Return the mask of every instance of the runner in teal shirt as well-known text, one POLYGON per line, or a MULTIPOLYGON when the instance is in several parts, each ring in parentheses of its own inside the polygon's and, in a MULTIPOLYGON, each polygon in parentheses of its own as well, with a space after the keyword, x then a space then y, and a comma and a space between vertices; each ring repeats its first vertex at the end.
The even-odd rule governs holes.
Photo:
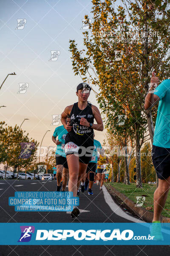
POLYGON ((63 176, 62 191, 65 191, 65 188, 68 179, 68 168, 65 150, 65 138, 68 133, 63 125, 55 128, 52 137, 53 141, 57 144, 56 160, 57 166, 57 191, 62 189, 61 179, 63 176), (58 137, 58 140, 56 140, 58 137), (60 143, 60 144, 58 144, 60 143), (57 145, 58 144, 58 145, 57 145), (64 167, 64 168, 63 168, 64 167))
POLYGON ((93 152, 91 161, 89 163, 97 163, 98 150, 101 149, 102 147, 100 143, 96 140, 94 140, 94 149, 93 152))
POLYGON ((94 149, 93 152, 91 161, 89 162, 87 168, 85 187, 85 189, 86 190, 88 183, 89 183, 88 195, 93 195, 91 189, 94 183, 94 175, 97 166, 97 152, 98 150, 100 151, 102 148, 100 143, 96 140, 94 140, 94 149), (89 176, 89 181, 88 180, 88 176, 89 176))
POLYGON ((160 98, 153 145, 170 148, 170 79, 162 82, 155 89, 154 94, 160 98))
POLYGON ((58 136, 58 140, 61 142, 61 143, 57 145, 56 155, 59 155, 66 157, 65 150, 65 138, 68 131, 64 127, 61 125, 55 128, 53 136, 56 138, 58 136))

* * *

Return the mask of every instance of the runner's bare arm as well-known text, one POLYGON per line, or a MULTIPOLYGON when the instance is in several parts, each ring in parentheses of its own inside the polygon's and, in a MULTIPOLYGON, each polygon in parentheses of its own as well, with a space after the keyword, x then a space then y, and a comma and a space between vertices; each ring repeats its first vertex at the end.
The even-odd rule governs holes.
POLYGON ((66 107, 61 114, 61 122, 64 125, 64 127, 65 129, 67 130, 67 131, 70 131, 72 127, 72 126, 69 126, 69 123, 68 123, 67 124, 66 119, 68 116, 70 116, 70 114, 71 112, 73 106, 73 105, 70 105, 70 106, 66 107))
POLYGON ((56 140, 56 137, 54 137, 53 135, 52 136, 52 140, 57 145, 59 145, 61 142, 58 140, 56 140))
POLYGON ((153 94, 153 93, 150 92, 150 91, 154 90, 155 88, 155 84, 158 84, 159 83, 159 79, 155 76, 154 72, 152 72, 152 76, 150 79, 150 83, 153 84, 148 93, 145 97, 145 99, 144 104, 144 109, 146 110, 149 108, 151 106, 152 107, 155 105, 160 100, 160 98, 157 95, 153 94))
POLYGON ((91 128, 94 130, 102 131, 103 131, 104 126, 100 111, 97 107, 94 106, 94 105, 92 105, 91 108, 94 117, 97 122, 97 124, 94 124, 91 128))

YOUR INSTRUCTIONS: Render the stretch of entries from the line containing "Return the mask of every instance of the runner in" through the line containing "POLYGON ((58 136, 58" as a Markdown table with columns Row and Line, omitting blank lines and leaving out the pictures.

THE COMPLETED TASK:
| Row | Line |
|---|---|
| 1 | Return the mask of every instance of the runner in teal shirt as well-known text, one POLYGON per line, or a MULTIPOLYGON when the instance is in several parts, each ring in parentheses of its own inside the polygon's and, in a MULTIPOLYGON, each polygon in parentheses of its own as well, with a space after the keyword, x then a space then y, and a comma and a space between vertices; each ring repeats its first vertex at the end. |
| 2 | The even-odd rule governs holes. |
| 3 | Photo: |
| 4 | POLYGON ((63 176, 62 191, 65 191, 65 188, 68 179, 68 168, 65 150, 65 138, 68 133, 63 125, 55 128, 52 137, 53 141, 57 144, 56 160, 57 166, 57 191, 62 189, 61 179, 63 176), (58 137, 58 140, 56 140, 58 137), (60 143, 60 144, 58 144, 60 143), (57 145, 58 144, 58 145, 57 145), (64 167, 64 168, 63 168, 64 167)) |
| 5 | POLYGON ((93 152, 91 161, 89 163, 97 163, 98 150, 101 149, 102 147, 100 143, 96 140, 94 140, 94 149, 93 152)) |
| 6 | POLYGON ((94 149, 93 152, 91 161, 89 162, 87 168, 85 187, 85 189, 86 190, 88 183, 89 183, 88 195, 93 195, 91 189, 94 183, 94 175, 97 166, 97 152, 98 150, 100 151, 102 148, 100 143, 96 140, 94 140, 94 149), (89 176, 89 181, 88 180, 88 176, 89 176)) |
| 7 | POLYGON ((160 98, 153 145, 170 148, 170 79, 162 82, 155 89, 154 94, 160 98)) |
| 8 | POLYGON ((58 136, 58 140, 61 142, 61 143, 57 145, 56 155, 59 155, 66 157, 65 150, 65 138, 68 131, 64 127, 61 125, 55 128, 53 136, 56 138, 58 136)) |